TASK REQUIREMENTS:
Turn every line of the material below into a numbered list item, leaving out blank lines.

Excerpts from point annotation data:

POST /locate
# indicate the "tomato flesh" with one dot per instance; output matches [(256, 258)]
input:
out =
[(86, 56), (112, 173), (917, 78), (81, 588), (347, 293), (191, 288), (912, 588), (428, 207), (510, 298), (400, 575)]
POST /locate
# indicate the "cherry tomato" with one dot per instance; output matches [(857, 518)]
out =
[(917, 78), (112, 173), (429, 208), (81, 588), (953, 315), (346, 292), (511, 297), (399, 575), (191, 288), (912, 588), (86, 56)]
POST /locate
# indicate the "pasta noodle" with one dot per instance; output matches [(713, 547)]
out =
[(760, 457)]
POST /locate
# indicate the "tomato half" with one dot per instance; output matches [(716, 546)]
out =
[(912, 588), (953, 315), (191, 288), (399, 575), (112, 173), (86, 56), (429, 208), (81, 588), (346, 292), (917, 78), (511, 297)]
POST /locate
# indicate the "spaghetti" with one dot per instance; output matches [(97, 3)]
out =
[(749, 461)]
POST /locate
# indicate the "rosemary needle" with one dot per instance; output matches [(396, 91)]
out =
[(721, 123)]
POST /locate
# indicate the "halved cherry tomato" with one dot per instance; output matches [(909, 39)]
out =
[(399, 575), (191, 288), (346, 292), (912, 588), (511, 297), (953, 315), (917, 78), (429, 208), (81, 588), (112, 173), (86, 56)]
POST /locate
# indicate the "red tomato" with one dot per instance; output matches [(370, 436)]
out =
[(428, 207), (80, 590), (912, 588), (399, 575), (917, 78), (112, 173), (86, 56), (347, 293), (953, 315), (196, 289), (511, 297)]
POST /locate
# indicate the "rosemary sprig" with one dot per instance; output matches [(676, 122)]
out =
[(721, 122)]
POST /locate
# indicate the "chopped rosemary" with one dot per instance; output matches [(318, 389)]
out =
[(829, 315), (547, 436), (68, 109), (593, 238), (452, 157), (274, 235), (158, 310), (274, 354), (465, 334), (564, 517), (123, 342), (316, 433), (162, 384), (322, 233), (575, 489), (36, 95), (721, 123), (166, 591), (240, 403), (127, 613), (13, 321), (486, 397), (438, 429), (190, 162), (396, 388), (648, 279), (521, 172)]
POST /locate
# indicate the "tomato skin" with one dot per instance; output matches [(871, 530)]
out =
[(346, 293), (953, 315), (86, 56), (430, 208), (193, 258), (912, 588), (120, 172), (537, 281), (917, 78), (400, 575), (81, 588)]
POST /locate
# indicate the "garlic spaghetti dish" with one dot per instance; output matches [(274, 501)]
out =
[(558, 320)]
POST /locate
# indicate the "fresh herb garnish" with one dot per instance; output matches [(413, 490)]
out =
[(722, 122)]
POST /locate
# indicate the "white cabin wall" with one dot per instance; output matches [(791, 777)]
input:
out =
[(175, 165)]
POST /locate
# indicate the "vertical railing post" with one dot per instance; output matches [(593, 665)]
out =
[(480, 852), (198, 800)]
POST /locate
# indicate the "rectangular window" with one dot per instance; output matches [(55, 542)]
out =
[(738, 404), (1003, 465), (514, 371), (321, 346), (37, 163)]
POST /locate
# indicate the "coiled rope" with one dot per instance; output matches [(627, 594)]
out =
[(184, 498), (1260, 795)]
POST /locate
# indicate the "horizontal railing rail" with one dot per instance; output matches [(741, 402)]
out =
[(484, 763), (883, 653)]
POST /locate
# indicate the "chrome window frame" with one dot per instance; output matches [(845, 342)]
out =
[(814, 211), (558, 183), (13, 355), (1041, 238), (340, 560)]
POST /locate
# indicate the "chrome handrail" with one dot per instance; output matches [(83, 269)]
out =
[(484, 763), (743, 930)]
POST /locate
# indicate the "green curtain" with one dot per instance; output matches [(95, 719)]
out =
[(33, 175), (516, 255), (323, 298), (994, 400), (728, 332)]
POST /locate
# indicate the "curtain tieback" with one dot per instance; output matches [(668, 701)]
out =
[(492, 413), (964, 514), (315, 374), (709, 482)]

EXPECTED ANSWER:
1. POST /locate
2. # indicate the "tomato flesh" with one dot per instance; output matches [(256, 258)]
3. input:
4. out =
5. [(86, 56), (112, 173), (917, 78), (81, 588), (347, 293), (191, 288), (912, 588), (428, 207), (510, 298), (400, 575)]
6. POST /locate
7. # indicate the "cherry tomato" with one dot per instance; output matches [(857, 518)]
8. out =
9. [(917, 78), (112, 173), (429, 208), (81, 588), (953, 315), (346, 292), (511, 297), (399, 575), (191, 288), (912, 588), (86, 56)]
10. POST /locate
11. # indicate the "pasta noodle" with one dot per instance; output matches [(713, 547)]
12. out =
13. [(760, 457)]
14. POST /locate
15. # indicate the "tomato half" with one dot per instance; output matches [(716, 546)]
16. out =
17. [(912, 588), (953, 315), (191, 288), (399, 575), (112, 173), (86, 56), (429, 208), (81, 588), (346, 292), (917, 78), (511, 297)]
18. POST /locate
19. # indicate the "spaghetti" with one dot per instance; output matches [(97, 3)]
20. out =
21. [(749, 461)]
22. POST /locate
23. # indicate the "rosemary needle" with one dot per instance; output matches [(396, 91)]
24. out =
25. [(721, 123)]
26. POST /locate
27. # indicate the "halved cherry tomato" with one dot per instance; output matches [(909, 39)]
28. out =
29. [(399, 575), (191, 288), (346, 292), (912, 588), (511, 297), (953, 315), (917, 78), (429, 208), (81, 588), (112, 173), (86, 56)]
30. POST /locate
31. # indicate the "red tomato" with one dot per instance; output matches [(370, 436)]
32. out =
33. [(428, 207), (80, 590), (912, 588), (399, 575), (917, 78), (112, 173), (86, 56), (347, 293), (953, 315), (196, 289), (511, 297)]
34. POST /locate
35. # indicate the "rosemary sprig" with one dot per instance; output matches [(676, 122)]
36. out =
37. [(721, 122)]
38. POST /locate
39. # indicate the "chopped rosemary" with one dot per instance; output matches [(318, 389)]
40. out =
41. [(829, 315), (547, 436), (68, 109), (593, 238), (452, 157), (274, 235), (158, 310), (274, 354), (465, 334), (564, 517), (123, 342), (316, 433), (162, 384), (322, 233), (575, 489), (36, 95), (721, 123), (166, 591), (240, 403), (127, 613), (13, 321), (486, 397), (438, 429), (190, 162), (396, 388), (648, 279), (521, 172)]
42. POST /locate
43. # indicate the "tomato skin" with one dot per instance; output matches [(871, 530)]
44. out =
45. [(346, 293), (953, 315), (86, 56), (430, 208), (193, 258), (912, 588), (120, 172), (537, 281), (917, 78), (400, 575), (81, 588)]
46. POST /locate
47. # indicate the "garlic spaghetti dish" with one dot per instance; output matches [(274, 501)]
48. out =
49. [(558, 320)]
50. POST /locate
51. # indicate the "fresh herb garnish" with one dot per instance; output matches [(413, 490)]
52. out =
53. [(722, 122)]
54. POST /locate
55. # indicate the "white cabin wall" with one dot per instance; output matches [(791, 777)]
56. input:
57. out =
58. [(175, 165)]
59. POST /locate
60. # indicate the "vertical railing post" with one dot per instance; output matches [(593, 665)]
61. out =
62. [(480, 852), (198, 800)]
63. POST /locate
64. # indicate the "rectangular window" with one dot per instance; output matches [(55, 542)]
65. out =
66. [(738, 404), (1003, 465), (514, 371), (321, 346), (37, 163)]
67. POST /locate
68. # indicate the "coiled rope" with one dot per instance; output matches [(627, 594)]
69. out =
70. [(184, 498), (1260, 795)]
71. POST /locate
72. # indicate the "horizontal railing rail" with one dot per instance; output matches [(741, 402)]
73. out =
74. [(484, 763), (883, 653)]
75. POST /locate
76. # indicate the "chrome window frame" with one dot per instance; output matches [(845, 342)]
77. out =
78. [(814, 211), (558, 183), (13, 355), (1041, 238), (340, 560)]
79. POST /locate
80. # indicate the "chrome handrail" with one dot per instance; output matches [(83, 269)]
81. out =
82. [(484, 763), (743, 930)]
83. POST /locate
84. # indicate the "green curtain" with one dot per instance; output matches [(95, 719)]
85. out =
86. [(33, 175), (516, 255), (323, 298), (994, 400), (728, 332)]
87. POST /locate
88. # indicate the "curtain tieback" with one dot per instance; output matches [(668, 701)]
89. out =
90. [(492, 413), (964, 514), (315, 374), (709, 482)]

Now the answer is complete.